-- Reading passage follows --

Products—To Classify as “Goods”

The Hon’ble Supreme Court in Board of Trustees v. CCE, (2007) 216 ELT 513, noted that in order to constitute “goods”, twin tests have to be satisfied, namely, the process constituting manufacture and, secondly, marketability. It was further observed that if the “goods” are not capable of being sold, then the test of marketability is not fulfilled. The burden is on the department to prove whether there exists the process which constitutes manufacture, and, secondly, whether the product is marketable.
In Bata India Ltd. v. CCE, (2010) 5 SCC 490, the Hon’ble Apex Court was considering the question as to whether unvulcanised sandwiched fabric assembly produced in the assessee’s factory and captively consumed by it could be termed as “goods”. It was observed in the facts of the case that the product in question was used as an intermediate product and went into the making of a component for the final product. But, the burden to show that the product in question was marketed or was capable of being bought or sold in the market so as to attract Central Excise Duty was entirely on the Revenue.

-- Reading passage concluded --

> [Task 1]:
Rewrite the stretch of the passage on classifying products as goods from "The Hon’ble Supreme" through "product is marketable.", replacing "marketability" with "saleability".
> [Task 2]:
Identify every row that contains the string "negative" and copy each of those rows in full.
The rows that follow are unrelated to the passage on classifying products as goods.

-- Data under study follows --

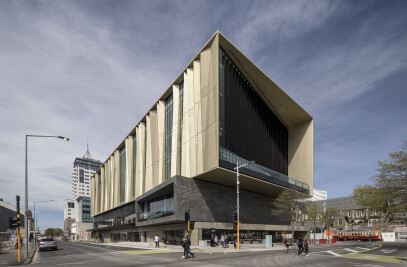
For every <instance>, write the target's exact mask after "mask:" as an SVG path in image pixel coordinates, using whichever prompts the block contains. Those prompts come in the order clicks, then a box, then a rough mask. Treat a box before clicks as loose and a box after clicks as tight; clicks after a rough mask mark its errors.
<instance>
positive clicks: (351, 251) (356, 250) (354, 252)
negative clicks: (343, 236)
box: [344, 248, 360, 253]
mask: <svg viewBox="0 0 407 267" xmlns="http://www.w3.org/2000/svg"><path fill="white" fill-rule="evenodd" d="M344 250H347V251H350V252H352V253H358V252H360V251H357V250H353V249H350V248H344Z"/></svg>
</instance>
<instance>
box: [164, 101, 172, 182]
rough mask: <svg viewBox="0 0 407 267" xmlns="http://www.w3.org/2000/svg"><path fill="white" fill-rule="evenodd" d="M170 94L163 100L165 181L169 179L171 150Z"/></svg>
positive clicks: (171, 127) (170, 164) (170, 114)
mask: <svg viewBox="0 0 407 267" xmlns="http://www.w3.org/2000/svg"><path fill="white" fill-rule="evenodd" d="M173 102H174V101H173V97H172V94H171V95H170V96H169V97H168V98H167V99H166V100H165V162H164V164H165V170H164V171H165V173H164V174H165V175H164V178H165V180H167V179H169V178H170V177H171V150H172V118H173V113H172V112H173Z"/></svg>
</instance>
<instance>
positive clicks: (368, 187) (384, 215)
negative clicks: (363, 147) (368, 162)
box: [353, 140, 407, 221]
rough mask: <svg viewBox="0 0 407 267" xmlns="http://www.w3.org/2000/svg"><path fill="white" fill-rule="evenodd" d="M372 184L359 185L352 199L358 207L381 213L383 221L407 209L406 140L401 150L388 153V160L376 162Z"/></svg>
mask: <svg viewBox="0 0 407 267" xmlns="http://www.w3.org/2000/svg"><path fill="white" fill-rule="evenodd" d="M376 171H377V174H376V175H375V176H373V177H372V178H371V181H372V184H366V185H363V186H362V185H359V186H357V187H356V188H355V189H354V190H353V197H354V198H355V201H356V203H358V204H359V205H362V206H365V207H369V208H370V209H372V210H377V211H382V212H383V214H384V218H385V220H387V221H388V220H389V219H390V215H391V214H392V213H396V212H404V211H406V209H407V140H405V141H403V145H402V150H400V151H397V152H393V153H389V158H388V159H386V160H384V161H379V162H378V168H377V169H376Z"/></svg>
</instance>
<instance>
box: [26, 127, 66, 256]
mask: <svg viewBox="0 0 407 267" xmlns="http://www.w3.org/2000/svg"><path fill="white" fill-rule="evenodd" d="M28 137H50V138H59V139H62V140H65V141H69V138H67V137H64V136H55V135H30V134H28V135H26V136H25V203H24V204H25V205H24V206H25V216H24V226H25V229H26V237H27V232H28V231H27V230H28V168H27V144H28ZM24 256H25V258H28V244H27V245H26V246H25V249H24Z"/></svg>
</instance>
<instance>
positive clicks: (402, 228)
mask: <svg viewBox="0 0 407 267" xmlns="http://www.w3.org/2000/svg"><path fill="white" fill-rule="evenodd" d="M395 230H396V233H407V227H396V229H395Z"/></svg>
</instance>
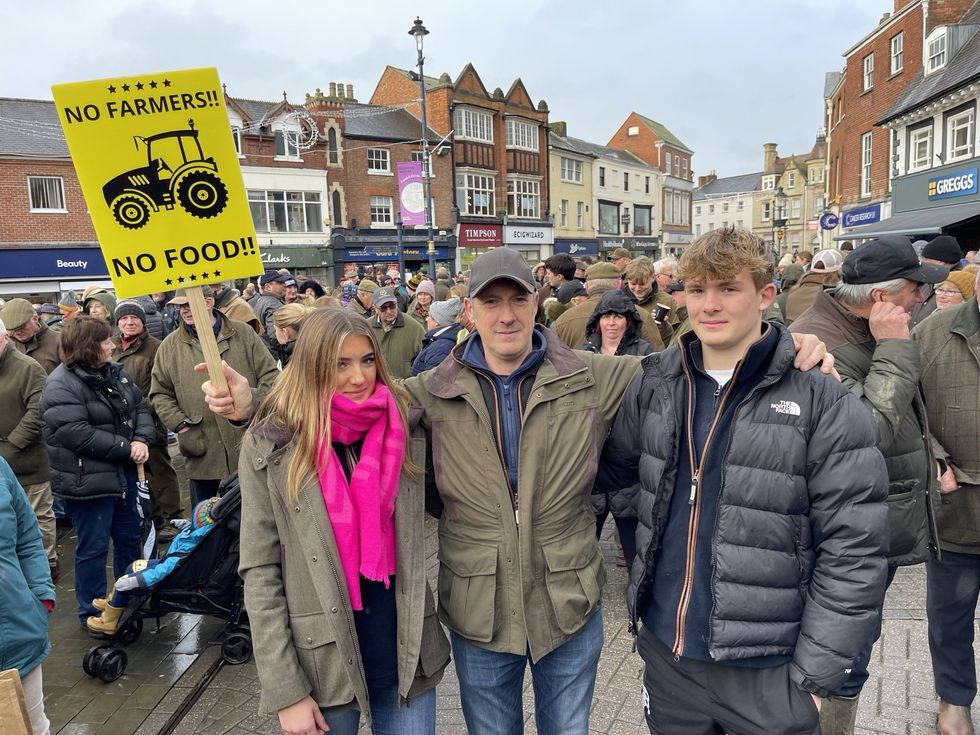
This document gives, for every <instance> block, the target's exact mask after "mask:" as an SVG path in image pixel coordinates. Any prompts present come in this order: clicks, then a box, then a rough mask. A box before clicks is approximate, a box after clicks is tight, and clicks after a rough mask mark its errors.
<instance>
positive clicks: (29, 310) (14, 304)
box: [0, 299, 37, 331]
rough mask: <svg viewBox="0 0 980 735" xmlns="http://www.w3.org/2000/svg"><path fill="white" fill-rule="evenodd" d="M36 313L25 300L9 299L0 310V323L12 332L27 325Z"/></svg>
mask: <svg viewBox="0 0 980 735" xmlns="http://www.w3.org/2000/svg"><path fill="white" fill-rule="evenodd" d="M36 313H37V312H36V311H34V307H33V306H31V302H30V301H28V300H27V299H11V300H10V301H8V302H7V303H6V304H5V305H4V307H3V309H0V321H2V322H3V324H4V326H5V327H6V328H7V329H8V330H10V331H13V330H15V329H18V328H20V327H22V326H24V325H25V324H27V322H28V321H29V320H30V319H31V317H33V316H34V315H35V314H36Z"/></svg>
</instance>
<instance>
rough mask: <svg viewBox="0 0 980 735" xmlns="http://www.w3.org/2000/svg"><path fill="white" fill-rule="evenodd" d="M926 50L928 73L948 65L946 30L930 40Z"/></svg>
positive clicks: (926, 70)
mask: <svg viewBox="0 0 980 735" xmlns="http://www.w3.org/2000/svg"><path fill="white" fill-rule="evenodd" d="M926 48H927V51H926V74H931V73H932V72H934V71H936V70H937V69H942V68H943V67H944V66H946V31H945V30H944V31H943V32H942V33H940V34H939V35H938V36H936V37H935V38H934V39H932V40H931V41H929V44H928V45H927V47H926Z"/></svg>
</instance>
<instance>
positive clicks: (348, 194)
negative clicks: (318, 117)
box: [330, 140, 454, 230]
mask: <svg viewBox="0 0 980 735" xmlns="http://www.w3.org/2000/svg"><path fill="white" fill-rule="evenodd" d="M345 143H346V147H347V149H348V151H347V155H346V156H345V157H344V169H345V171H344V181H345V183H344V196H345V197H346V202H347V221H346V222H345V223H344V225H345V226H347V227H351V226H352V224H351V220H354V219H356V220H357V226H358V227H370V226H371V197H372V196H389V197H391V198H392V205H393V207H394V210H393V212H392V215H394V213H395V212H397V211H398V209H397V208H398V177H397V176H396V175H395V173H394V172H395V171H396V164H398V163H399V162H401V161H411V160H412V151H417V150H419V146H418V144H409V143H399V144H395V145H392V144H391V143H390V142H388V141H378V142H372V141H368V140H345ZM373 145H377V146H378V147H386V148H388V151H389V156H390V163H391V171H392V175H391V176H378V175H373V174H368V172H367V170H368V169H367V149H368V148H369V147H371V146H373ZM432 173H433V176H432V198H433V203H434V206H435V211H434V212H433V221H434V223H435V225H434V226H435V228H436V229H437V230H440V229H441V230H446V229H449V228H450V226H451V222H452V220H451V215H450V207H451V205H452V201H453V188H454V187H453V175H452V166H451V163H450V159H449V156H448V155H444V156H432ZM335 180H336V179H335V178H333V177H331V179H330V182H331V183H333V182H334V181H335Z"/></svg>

-- Data under study concluded --
-- Data under study follows --

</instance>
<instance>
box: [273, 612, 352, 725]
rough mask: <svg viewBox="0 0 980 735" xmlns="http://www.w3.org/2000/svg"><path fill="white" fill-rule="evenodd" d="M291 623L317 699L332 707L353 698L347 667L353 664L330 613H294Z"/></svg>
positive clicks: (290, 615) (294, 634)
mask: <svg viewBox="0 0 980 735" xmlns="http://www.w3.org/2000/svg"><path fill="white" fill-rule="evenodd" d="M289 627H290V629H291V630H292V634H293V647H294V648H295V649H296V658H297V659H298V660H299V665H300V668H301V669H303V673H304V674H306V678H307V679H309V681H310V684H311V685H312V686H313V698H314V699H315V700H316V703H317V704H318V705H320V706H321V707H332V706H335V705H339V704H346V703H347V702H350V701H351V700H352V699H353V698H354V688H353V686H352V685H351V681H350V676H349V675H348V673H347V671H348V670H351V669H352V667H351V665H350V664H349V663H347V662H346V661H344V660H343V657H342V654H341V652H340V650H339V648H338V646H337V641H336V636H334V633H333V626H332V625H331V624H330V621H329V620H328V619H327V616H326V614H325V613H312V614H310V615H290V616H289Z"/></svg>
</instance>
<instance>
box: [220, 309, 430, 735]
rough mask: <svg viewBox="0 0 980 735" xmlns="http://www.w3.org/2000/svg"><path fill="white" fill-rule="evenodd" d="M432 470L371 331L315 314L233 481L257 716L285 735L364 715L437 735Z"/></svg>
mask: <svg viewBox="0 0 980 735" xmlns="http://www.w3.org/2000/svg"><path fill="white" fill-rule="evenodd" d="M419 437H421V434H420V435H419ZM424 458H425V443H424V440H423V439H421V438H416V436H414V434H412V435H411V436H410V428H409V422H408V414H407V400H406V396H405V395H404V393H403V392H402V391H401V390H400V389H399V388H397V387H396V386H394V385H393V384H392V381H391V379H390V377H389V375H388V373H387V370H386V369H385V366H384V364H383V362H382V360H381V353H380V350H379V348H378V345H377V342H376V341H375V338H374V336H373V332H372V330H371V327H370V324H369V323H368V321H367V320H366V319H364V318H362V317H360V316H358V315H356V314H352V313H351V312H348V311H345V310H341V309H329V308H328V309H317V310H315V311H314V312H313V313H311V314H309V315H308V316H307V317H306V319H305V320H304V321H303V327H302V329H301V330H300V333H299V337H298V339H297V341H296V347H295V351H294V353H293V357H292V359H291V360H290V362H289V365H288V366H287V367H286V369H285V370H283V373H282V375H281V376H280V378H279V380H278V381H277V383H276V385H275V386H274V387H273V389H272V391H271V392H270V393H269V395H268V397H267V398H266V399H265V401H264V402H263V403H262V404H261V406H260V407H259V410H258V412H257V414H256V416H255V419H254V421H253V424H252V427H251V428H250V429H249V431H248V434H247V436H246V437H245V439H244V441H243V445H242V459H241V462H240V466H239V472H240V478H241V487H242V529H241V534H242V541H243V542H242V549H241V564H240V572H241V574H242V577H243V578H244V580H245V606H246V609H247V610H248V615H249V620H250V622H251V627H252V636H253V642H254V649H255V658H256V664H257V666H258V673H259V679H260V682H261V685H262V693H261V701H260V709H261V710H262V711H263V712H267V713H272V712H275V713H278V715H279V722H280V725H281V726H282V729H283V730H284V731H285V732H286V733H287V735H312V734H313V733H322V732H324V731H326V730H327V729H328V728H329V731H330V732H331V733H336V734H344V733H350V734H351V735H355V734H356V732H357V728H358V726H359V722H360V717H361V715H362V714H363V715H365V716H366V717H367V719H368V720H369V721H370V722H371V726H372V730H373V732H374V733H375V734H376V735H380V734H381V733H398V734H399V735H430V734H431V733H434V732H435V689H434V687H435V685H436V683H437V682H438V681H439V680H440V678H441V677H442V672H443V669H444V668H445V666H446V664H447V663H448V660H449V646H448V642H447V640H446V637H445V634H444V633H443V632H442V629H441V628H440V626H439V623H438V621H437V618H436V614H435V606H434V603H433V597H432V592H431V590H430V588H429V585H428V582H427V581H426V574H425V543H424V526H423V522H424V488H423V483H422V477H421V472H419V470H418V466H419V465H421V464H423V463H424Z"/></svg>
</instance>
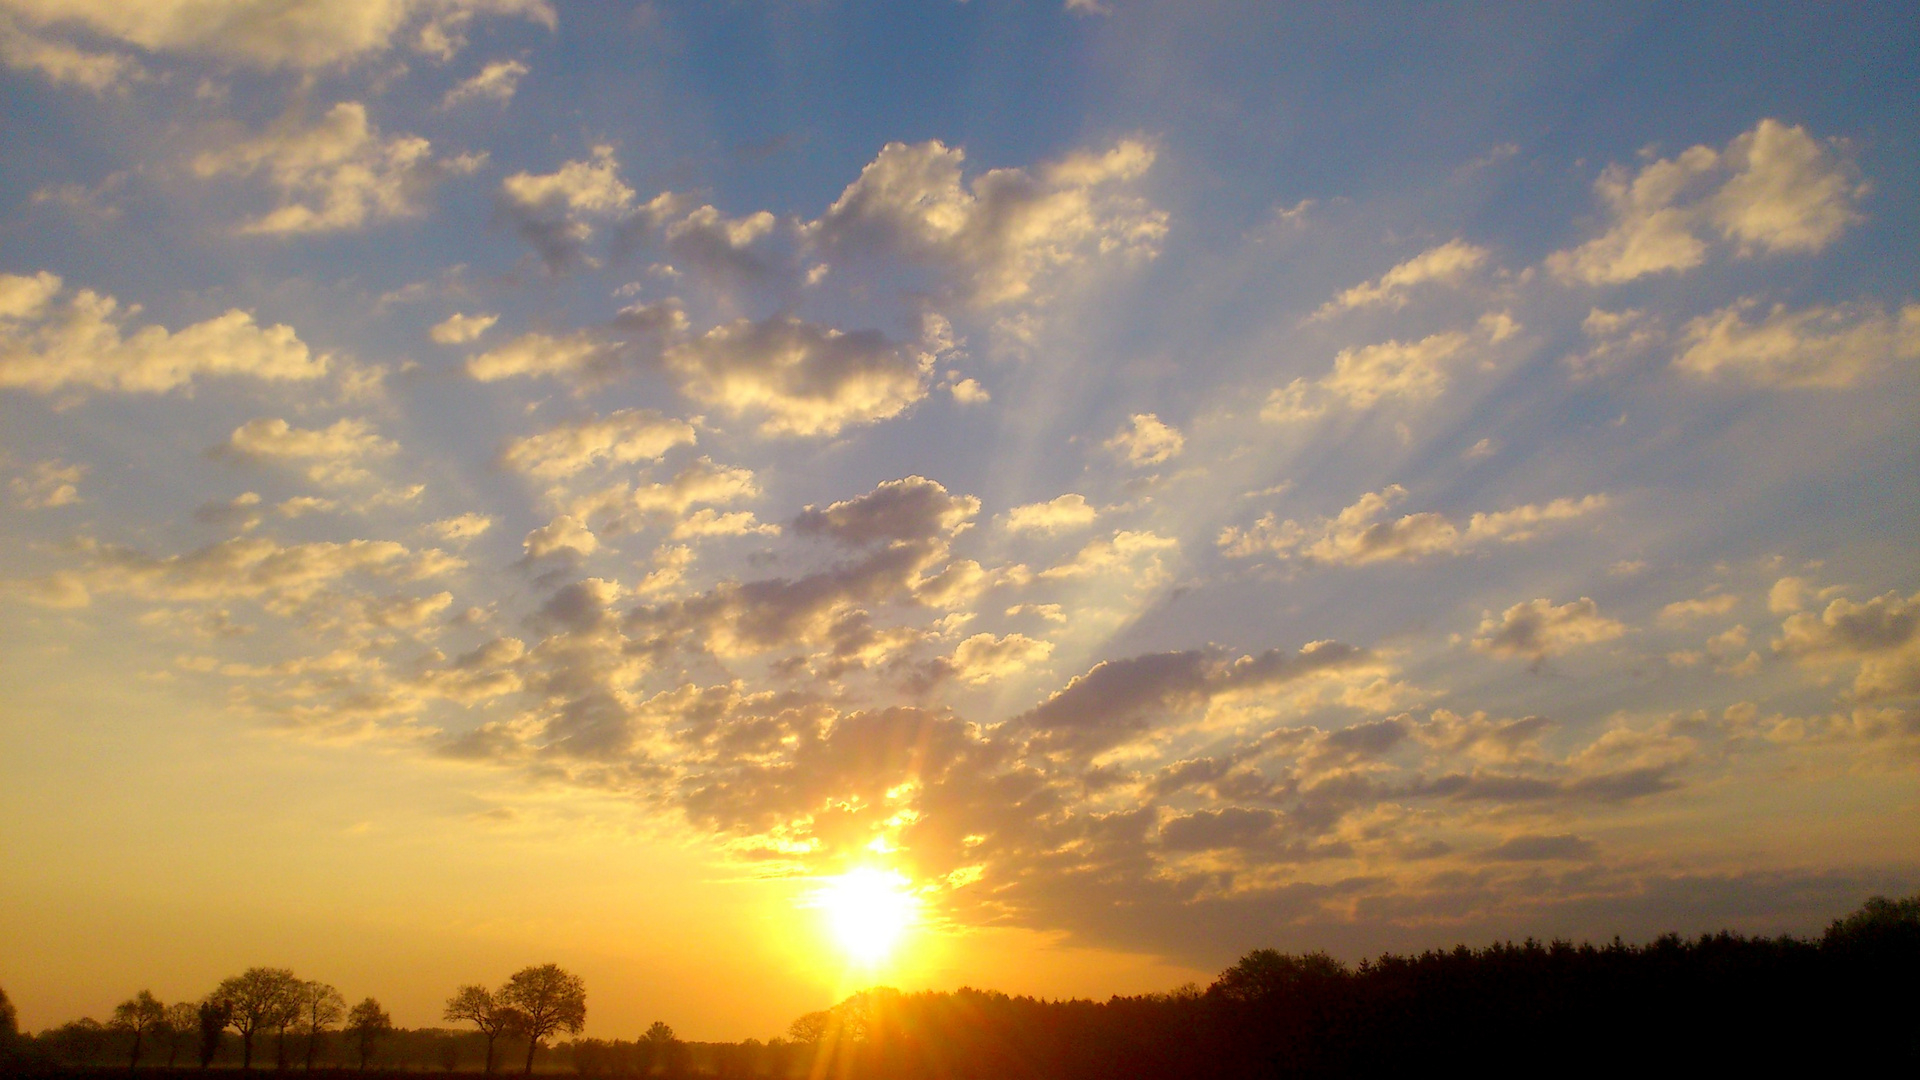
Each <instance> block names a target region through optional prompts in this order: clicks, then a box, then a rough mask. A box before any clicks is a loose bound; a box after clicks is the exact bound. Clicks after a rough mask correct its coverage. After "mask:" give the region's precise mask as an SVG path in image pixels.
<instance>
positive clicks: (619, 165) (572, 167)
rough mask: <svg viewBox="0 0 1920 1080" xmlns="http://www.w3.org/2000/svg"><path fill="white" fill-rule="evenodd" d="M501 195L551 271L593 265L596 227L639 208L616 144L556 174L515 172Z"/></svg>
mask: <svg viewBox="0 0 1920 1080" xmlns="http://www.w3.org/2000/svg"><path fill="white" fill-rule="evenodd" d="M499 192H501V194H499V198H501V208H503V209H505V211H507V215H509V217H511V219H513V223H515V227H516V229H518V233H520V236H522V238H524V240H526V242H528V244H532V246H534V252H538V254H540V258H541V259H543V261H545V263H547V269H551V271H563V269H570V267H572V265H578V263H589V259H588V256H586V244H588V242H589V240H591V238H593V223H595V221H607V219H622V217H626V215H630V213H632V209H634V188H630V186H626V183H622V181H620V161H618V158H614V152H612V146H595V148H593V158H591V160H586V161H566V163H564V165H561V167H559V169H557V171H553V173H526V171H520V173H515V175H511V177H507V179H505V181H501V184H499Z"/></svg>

-- Data under study concluded --

> [Task answer 1]:
The Hon’ble Supreme Court in Board of Trustees v. CCE, (2007) 216 ELT 513, noted that in order to constitute “goods”, twin tests have to be satisfied, namely, the process constituting manufacture and, secondly, saleability. It was further observed that if the “goods” are not capable of being sold, then the test of saleability is not fulfilled. The burden is on the department to prove whether there exists the process which constitutes manufacture, and, secondly, whether the product is marketable.

> [Task answer 2]:
negative clicks: (343, 236)
negative clicks: (363, 147) (368, 162)
negative clicks: (318, 117)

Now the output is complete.